## QUELLDOKUMENT
GKV-Versorgungsstrukturgesetz

Wie verändert sich die gesundheitspolitische Landschaft?

Mit dem GKV-Versorgungsstrukturgesetz, das zum 1. Januar 2012 in Kraft getreten ist, unternimmt die Bundesregierung einen ersten Schritt, die ärztlichen Versorgungsstrukturen für die kommenden demografischen Herausforderungen zu rüsten.

Mit dem Gesetz gehen ordnungspolitische Änderungen einher. So erhalten die Bundesländer weitgehende Gestaltungsmöglichkeiten. Vor Ort werden sie künftig mit Bevollmächtigten jeder Kassenart ihren Einfluss auf die Versorgungsgestaltung ausüben können. In den Landesausschüssen der Ärzte und Krankenkassen werden sie an der Bedarfsplanung und Versorgungsgestaltung mitwirken. Ebenso können sie ein gemeinsames Gremium zu sektorübergreifenden Versorgungsfragen bilden. Darüber hinaus erhalten sie ein Mitberatungsrecht bei Beschlüssen zur Bedarfsplanung im Gemeinsamen Bundesausschuss (G-BA). Doch nicht nur die Länder wirken stärker an der gesundheitspolitischen Gestaltung mit; auch die Honorarverteilung für Ärzte und Zahnärzte wird wieder auf die Länderebene zurückgeführt.

Lockerung der Residenzpflicht

Mit der Weiterentwicklung der Bedarfsplanung soll auf drohende Versorgungsdefizite reagiert werden können. Darüber hinaus kann die Erweiterung des Instrumentariums zur Versorgungssicherung – Erleichterung zur Gründung von Zweitpraxen, Telemedizin, Strukturfonds, Medizinische Versorgungszentren – helfen, den Menschen in strukturschwachen und ländlichen Räumen auch in Zukunft eine gesundheitliche Versorgung in akzeptabler Reichweite zu sichern. Eine besondere Funktion kommt hierbei der Lockerung der Residenzpflicht zu, die einen Beitrag leistet, Familie und Arztberuf besser in Übereinstimmung zu bringen.

## DATENABSCHNITT

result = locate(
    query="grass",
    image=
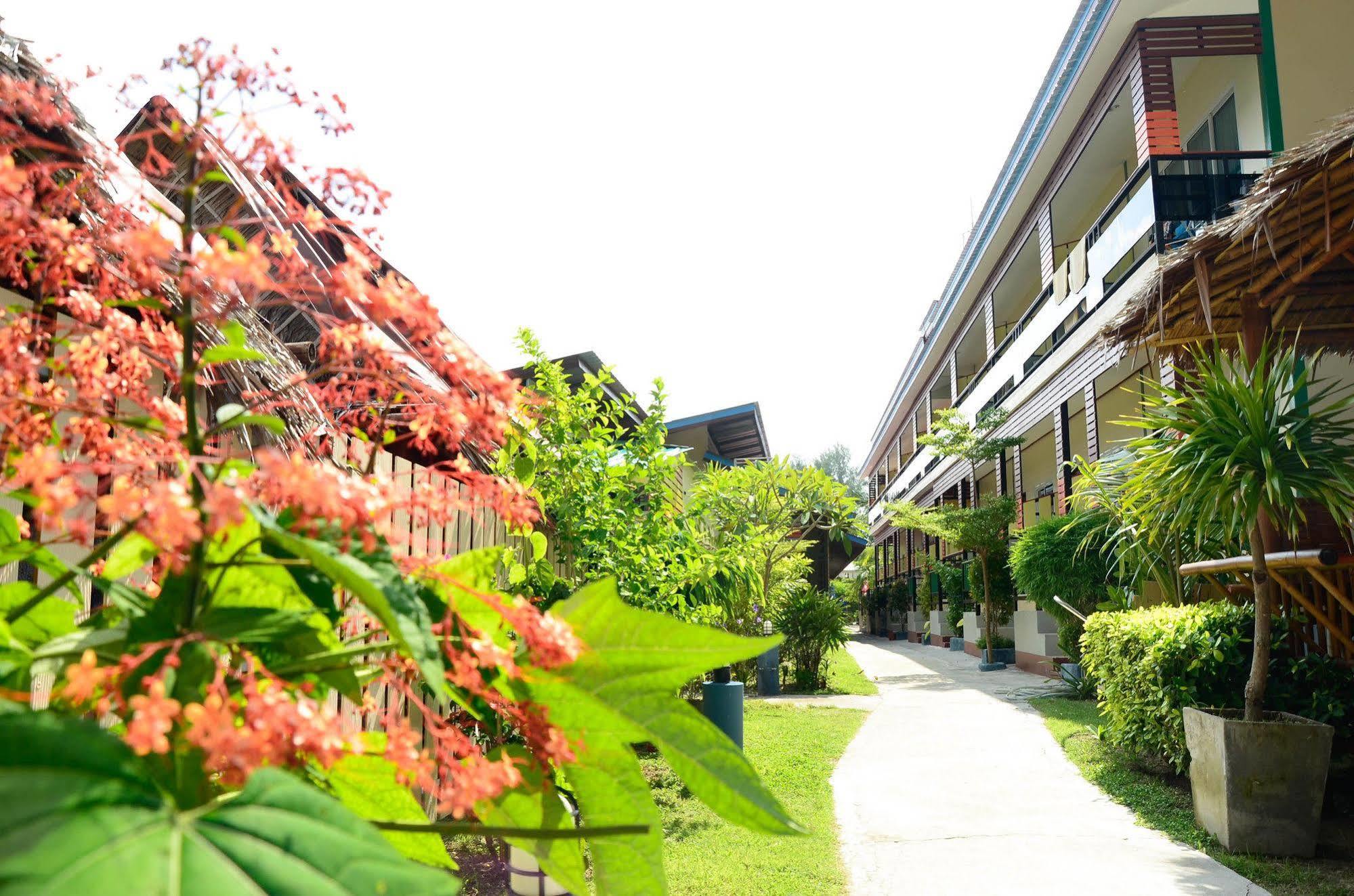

## ZIEL DER ÜBUNG
Schreiben Sie bitte den Text zum GKV-Versorgungsstrukturgesetz von oben vollständig und wortgetreu ab.

## ERLEDIGTE AUFGABE
GKV-Versorgungsstrukturgesetz

Wie verändert sich die gesundheitspolitische Landschaft?

Mit dem GKV-Versorgungsstrukturgesetz, das zum 1. Januar 2012 in Kraft getreten ist, unternimmt die Bundesregierung einen ersten Schritt, die ärztlichen Versorgungsstrukturen für die kommenden demografischen Herausforderungen zu rüsten.

Mit dem Gesetz gehen ordnungspolitische Änderungen einher. So erhalten die Bundesländer weitgehende Gestaltungsmöglichkeiten. Vor Ort werden sie künftig mit Bevollmächtigten jeder Kassenart ihren Einfluss auf die Versorgungsgestaltung ausüben können. In den Landesausschüssen der Ärzte und Krankenkassen werden sie an der Bedarfsplanung und Versorgungsgestaltung mitwirken. Ebenso können sie ein gemeinsames Gremium zu sektorübergreifenden Versorgungsfragen bilden. Darüber hinaus erhalten sie ein Mitberatungsrecht bei Beschlüssen zur Bedarfsplanung im Gemeinsamen Bundesausschuss (G-BA). Doch nicht nur die Länder wirken stärker an der gesundheitspolitischen Gestaltung mit; auch die Honorarverteilung für Ärzte und Zahnärzte wird wieder auf die Länderebene zurückgeführt.

Lockerung der Residenzpflicht

Mit der Weiterentwicklung der Bedarfsplanung soll auf drohende Versorgungsdefizite reagiert werden können. Darüber hinaus kann die Erweiterung des Instrumentariums zur Versorgungssicherung – Erleichterung zur Gründung von Zweitpraxen, Telemedizin, Strukturfonds, Medizinische Versorgungszentren – helfen, den Menschen in strukturschwachen und ländlichen Räumen auch in Zukunft eine gesundheitliche Versorgung in akzeptabler Reichweite zu sichern. Eine besondere Funktion kommt hierbei der Lockerung der Residenzpflicht zu, die einen Beitrag leistet, Familie und Arztberuf besser in Übereinstimmung zu bringen.